Wat je moet doen -
(1) Beantwoord alsjeblieft deze vragen over de tekst over de omgangsregeling, elk met een korte zin:
(a) Wie begon op verzoek van de rechter een onderzoek naar de mogelijkheden voor omgang?
(b) Naar welk land had de vader zijn dochter meegenomen?
(c) Tot wie wendde verzoekster zich nadat de directeur het niet eens was met de conclusie van de klachtencommissie?
(2) Breid de tekst over de omgangsregeling uit met een vervolg dat aansluit op de laatste zin.

2010/053

Rapport

Uit het huwelijk van verzoekster met de heer X is een dochter geboren. Na de echtscheiding kwam een omgangsregeling tot stand. Op een gegeven moment verzocht verzoekster de rechter om deze omgangsregeling te beëindigen. Op verzoek van de rechter startte de Raad voor de Kinderbescherming een onderzoek naar de mogelijkheden voor omgang. Het uitgangspunt van verzoekster was dat zij wel omgang wilde maar alleen begeleid. Dit kwam mede doordat de vader zijn dochter mee had genomen naar Egypte en verzoekster de rechter had moeten inschakelen om haar dochter weer thuis te krijgen.

Over het raadsrapport diende verzoekster een aantal klachten in. De klachtencommissie van de Raad concludeerde onder andere dat het raadsadvies onvoldoende was onderbouwd. De directeur gaf in reactie hierop aan het met die conclusie niet eens te zijn. Daarop wendde verzoekster zich tot de Nationale ombudsman.

Gegevens -
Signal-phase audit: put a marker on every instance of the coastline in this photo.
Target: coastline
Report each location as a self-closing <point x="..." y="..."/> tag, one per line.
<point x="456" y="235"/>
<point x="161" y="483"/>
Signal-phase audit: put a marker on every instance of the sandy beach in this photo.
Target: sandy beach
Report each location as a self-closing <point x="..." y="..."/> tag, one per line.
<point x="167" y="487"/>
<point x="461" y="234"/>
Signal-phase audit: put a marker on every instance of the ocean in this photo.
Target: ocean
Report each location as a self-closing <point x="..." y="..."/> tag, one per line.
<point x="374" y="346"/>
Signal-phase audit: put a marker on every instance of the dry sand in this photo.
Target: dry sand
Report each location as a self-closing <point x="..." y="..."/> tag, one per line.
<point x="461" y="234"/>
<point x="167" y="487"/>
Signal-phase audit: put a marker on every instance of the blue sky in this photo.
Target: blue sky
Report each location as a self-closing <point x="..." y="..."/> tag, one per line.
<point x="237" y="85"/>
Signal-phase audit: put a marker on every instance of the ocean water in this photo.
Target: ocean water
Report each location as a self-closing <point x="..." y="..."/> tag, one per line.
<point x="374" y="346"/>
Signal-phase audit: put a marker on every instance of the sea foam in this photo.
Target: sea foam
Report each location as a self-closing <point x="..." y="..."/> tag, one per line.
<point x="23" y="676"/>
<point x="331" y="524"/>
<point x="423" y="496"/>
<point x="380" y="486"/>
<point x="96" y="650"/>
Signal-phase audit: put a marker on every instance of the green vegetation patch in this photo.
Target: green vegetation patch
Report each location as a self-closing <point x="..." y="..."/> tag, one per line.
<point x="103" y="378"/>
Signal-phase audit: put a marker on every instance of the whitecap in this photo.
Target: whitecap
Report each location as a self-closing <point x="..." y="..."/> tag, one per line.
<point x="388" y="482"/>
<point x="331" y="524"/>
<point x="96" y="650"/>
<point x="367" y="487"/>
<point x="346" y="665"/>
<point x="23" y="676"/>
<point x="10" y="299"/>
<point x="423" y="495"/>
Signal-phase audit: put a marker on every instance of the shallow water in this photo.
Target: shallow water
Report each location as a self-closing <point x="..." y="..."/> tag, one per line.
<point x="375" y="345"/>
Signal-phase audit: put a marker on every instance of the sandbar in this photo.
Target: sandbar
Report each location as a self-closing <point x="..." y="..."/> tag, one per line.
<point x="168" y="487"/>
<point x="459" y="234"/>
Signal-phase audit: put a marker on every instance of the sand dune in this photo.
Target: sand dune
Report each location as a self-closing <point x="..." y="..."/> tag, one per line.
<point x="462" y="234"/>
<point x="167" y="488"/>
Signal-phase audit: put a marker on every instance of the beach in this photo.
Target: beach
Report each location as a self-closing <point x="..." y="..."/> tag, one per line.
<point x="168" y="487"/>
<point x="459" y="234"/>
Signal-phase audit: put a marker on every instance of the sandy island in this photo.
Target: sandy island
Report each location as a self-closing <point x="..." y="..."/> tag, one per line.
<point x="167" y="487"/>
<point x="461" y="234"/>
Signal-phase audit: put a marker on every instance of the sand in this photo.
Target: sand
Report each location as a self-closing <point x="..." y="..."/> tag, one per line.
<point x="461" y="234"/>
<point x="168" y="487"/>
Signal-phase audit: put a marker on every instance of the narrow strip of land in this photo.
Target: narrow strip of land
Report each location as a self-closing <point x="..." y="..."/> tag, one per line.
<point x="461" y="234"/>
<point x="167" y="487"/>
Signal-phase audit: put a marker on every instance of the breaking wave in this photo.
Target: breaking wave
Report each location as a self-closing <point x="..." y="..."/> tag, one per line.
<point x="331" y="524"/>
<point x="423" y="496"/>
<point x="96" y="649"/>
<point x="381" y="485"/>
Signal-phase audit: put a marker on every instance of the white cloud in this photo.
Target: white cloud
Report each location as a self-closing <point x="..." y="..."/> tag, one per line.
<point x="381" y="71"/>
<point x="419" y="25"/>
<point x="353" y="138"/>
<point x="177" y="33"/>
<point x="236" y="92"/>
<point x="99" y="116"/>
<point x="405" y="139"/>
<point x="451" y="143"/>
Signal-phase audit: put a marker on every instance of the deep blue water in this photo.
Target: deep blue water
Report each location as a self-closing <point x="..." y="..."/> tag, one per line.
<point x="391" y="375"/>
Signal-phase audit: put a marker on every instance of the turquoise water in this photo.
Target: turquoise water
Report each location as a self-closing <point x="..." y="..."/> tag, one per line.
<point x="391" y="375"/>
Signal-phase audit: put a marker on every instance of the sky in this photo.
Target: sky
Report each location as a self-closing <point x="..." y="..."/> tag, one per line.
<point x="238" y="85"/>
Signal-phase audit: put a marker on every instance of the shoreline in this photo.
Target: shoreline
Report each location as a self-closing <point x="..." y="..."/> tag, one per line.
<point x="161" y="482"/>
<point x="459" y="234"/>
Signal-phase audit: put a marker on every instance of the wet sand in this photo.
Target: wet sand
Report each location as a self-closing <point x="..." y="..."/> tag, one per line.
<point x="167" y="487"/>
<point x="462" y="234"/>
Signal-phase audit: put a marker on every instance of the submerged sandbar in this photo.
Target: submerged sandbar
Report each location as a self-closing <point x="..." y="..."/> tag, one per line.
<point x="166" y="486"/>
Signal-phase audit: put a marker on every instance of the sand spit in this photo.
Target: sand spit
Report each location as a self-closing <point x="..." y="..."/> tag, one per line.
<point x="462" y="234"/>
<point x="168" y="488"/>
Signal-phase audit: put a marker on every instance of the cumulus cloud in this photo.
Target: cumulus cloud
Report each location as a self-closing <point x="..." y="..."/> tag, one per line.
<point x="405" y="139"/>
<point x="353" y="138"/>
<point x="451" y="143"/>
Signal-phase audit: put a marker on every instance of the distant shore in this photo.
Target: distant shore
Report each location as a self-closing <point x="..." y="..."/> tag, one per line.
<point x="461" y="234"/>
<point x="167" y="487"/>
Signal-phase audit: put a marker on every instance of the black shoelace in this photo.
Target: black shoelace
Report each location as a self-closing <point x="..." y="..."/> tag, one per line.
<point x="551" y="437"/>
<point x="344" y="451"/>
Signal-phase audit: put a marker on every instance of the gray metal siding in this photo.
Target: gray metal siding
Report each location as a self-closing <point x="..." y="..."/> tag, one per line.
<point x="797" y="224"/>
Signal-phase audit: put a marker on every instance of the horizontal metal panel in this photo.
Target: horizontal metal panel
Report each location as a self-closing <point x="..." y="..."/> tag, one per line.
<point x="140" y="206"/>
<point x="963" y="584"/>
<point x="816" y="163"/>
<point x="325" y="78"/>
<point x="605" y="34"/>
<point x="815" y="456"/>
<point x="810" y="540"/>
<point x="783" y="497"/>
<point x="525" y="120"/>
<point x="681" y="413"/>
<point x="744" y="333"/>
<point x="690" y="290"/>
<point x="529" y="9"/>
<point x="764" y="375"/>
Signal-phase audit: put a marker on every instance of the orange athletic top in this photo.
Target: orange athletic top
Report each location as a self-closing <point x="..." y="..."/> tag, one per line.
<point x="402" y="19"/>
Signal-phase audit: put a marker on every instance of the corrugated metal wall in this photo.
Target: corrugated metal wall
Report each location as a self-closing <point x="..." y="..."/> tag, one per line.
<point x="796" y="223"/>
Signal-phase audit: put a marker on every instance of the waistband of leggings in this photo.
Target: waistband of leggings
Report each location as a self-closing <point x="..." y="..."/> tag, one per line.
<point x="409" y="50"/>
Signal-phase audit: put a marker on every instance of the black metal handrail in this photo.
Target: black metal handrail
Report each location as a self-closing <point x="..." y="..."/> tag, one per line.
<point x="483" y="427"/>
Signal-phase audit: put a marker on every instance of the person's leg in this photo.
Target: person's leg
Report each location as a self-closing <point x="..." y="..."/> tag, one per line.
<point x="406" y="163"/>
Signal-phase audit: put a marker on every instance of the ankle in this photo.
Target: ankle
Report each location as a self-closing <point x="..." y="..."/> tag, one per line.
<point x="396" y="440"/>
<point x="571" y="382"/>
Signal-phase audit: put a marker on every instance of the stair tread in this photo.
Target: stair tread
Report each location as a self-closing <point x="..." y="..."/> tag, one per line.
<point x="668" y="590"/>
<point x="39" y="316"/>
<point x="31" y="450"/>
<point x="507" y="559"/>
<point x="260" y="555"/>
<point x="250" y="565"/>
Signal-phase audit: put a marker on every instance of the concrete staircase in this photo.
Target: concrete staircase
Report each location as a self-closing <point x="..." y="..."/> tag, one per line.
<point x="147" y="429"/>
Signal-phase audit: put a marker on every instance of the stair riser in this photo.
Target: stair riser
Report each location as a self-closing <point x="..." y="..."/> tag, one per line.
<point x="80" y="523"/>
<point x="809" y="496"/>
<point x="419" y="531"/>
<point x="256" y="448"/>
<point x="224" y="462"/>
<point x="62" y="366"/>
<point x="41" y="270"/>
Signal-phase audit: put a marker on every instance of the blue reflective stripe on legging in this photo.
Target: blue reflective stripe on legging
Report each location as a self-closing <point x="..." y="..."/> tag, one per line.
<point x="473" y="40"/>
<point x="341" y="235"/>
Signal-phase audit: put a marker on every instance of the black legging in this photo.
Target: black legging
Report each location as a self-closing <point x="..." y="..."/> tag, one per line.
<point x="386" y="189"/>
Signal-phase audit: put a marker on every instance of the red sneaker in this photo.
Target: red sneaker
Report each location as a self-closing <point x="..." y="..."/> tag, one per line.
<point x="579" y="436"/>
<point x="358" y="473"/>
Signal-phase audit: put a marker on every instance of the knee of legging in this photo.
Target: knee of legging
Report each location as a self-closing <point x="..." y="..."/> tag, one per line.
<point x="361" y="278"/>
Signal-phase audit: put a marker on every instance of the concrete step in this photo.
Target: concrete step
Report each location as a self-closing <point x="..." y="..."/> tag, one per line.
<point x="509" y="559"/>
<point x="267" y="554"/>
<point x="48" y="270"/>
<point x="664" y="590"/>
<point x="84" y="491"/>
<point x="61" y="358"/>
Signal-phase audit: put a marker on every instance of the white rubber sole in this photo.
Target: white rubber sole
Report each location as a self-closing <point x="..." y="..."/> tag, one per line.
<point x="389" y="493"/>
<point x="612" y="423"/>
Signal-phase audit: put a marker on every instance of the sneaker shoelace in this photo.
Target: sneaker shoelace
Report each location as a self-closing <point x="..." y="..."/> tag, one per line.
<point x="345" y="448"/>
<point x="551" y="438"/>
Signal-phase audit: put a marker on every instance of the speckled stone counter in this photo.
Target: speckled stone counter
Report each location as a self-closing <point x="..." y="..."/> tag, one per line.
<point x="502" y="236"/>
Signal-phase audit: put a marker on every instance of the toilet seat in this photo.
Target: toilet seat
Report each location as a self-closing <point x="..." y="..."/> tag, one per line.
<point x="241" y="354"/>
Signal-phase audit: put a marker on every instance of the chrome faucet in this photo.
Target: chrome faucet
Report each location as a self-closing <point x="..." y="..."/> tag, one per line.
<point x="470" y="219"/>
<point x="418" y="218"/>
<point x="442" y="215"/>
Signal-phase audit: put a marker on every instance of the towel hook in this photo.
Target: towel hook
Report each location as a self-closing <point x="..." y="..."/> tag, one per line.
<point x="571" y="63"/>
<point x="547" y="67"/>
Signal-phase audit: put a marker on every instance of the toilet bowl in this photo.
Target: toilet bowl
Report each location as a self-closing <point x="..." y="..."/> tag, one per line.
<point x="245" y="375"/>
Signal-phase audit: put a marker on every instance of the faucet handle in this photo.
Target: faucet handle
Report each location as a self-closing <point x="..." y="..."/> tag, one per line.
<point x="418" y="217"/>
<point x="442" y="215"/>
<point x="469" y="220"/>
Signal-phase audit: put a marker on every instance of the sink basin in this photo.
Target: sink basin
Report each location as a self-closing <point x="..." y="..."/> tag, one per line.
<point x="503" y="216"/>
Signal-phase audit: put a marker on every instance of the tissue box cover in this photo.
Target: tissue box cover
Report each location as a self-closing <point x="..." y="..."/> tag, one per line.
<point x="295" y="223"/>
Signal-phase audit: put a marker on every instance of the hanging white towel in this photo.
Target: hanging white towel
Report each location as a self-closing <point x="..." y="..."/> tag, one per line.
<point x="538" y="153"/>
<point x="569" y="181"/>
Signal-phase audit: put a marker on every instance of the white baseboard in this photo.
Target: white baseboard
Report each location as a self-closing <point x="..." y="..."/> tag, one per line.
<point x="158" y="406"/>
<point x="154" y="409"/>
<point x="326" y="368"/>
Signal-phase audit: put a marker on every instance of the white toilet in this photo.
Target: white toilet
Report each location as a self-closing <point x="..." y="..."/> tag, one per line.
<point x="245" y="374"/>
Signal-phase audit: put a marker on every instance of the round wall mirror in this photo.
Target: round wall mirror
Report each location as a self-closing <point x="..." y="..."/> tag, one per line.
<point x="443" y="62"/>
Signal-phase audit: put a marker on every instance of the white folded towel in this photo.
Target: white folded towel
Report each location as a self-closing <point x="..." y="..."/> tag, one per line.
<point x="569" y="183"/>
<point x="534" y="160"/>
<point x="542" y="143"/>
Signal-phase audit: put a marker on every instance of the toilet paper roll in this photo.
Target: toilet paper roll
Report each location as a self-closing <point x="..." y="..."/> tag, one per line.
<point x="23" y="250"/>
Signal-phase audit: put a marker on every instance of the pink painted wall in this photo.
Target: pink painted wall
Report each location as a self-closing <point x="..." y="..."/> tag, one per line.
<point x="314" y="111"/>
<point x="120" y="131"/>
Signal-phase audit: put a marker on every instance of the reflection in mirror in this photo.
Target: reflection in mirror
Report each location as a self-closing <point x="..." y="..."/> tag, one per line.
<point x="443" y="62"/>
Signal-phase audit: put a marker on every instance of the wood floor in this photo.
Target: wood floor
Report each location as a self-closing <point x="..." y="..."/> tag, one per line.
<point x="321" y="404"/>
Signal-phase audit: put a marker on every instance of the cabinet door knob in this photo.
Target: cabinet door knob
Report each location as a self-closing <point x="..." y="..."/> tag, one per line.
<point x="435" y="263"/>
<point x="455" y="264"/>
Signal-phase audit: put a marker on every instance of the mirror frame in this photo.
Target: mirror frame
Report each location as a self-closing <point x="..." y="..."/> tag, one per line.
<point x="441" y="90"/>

Antwoorden -
(1)
(a) De Raad voor de Kinderbescherming begon het onderzoek.
(b) De vader had zijn dochter meegenomen naar Egypte.
(c) Verzoekster wendde zich tot de Nationale ombudsman.

(2)
De No vond dat het een directeur van de Raad in beginsel vrij staat om te bepalen of en zo ja, welke gevolgen hij verbindt aan een uitspraak van de klachtencommissie. Als een directeur afwijkt van het oordeel van de klachtencommissie moet hij dit wel voldoende motiveren. In dit geval had de klachtencommissie ernstige kritiek op de wijze waarop het raadsadvies tot stand was gekomen. De regiodirecteur had dit niet zomaar terzijde kunnen schuiven. Hiermee is geen recht gedaan aan de zorgen en angsten van verzoekster. Ook is de No van oordeel dat de regiodirecteur er zich te gemakkelijk vanaf heeft gemaakt door te zeggen dat de rechtbank al uitspraak heeft gedaan en dat de raad daaraan niets kan veranderen. De regiodirecteur heeft dan ook in strijd gehandeld met het redelijkheidsvereiste.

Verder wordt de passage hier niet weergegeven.